start

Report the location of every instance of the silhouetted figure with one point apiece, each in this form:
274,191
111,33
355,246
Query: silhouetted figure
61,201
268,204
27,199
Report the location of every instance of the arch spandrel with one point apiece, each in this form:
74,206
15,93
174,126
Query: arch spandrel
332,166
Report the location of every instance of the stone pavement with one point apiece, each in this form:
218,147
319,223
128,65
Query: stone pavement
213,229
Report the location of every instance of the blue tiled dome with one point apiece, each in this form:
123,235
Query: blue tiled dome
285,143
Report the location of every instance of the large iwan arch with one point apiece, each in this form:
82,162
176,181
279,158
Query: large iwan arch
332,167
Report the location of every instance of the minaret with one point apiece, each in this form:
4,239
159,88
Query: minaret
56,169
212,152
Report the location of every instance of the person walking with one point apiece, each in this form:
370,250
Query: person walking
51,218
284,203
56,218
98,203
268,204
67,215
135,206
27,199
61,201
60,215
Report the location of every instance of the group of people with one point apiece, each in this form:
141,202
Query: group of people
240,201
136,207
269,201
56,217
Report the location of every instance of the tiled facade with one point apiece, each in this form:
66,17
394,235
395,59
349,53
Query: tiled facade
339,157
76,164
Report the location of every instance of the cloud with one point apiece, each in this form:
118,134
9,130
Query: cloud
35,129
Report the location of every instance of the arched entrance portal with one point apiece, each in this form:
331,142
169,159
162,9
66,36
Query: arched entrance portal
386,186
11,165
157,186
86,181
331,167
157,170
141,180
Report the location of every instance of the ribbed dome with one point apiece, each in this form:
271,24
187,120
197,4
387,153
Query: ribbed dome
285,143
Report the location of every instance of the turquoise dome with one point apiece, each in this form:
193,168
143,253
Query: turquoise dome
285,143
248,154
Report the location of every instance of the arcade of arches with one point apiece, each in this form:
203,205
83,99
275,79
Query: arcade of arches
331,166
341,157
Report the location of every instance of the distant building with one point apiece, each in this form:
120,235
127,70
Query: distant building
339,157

end

Task to complete — Rewrite the stretch of data from the line containing "Report the location of every instance of the turquoise" through the end of the data, replacing "Query" with "Label" and leaving everything else unchanged.

Result —
Report the location of every instance of the turquoise dome with one point apiece, each in this form:
193,168
143,253
Label: turquoise dome
285,143
248,154
Report the location of every instance of the arcade of arches with one point apiece, each in this form:
203,205
83,99
275,79
Label: arcade of arches
331,166
341,157
Report the location of every instance of the distant building with one point apiece, each in this form:
120,235
127,70
Label: distant building
339,157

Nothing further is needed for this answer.